** start of Provided text **
Modern operating systems are increasingly moving away from the syscall-at-a-time POSIX model towards shared-memory submission/completion queues like Linux's io_uring, Windows IoRing and macOS' various async interfaces. In my VMIL 2025 keynote at ICFP/SPLASH, I argued that it's time for language runtimes to treat these shared-memory rings as first-class citizens, with POSIX relegated to a compatibility backend.
Lean 4 is an interesting target for this kind of work because it is simultaneously a proof assistant and a practical programming language with its own runtime. Its IO story today is comparatively thin though as it leans (pun intended) on its C runtime for blocking file and socket operations. There is room to design a principled, verified async IO layer from scratch rather than retrofitting one.
** end of Provided text **
** start of Data lines **
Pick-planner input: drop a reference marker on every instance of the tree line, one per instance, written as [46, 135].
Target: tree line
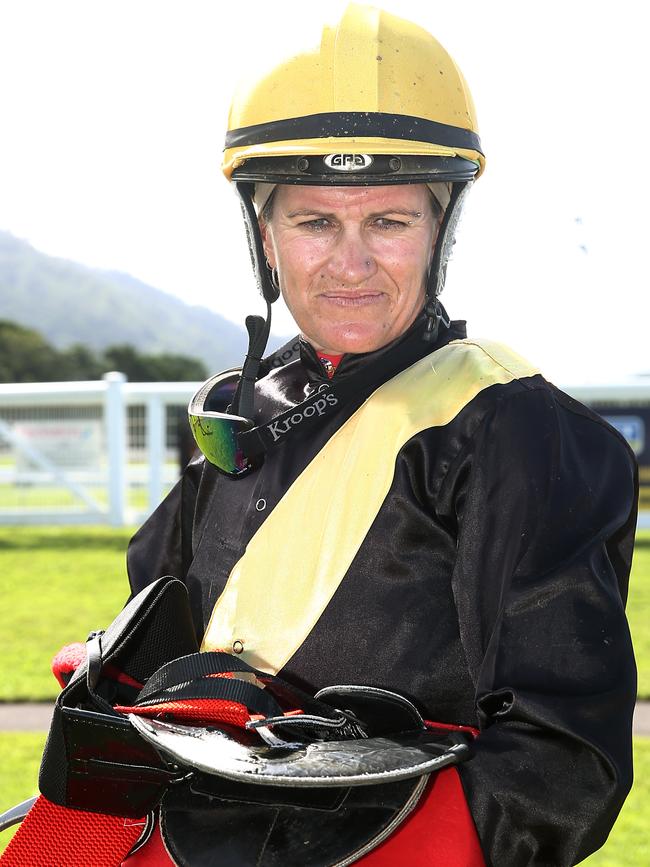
[26, 356]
** end of Data lines **
__Tasks__.
- a) From the passage on async IO in language runtimes, quote the text from "Modern operating systems" up to and including "than retrofitting one.".
- b) Answer these questions using the passage on async IO in language runtimes:
(i) Which Linux interface is given as an example of shared-memory submission/completion queues?
(ii) At which event was the VMIL 2025 keynote delivered?
(iii) What does Lean 4 rely on for blocking file and socket operations?

__Solved problems__.
- a)
Modern operating systems are increasingly moving away from the syscall-at-a-time POSIX model towards shared-memory submission/completion queues like Linux's io_uring, Windows IoRing and macOS' various async interfaces. In my VMIL 2025 keynote at ICFP/SPLASH, I argued that it's time for language runtimes to treat these shared-memory rings as first-class citizens, with POSIX relegated to a compatibility backend.
Lean 4 is an interesting target for this kind of work because it is simultaneously a proof assistant and a practical programming language with its own runtime. Its IO story today is comparatively thin though as it leans (pun intended) on its C runtime for blocking file and socket operations. There is room to design a principled, verified async IO layer from scratch rather than retrofitting one.

- b)
(i) io_uring
(ii) ICFP/SPLASH
(iii) Its C runtime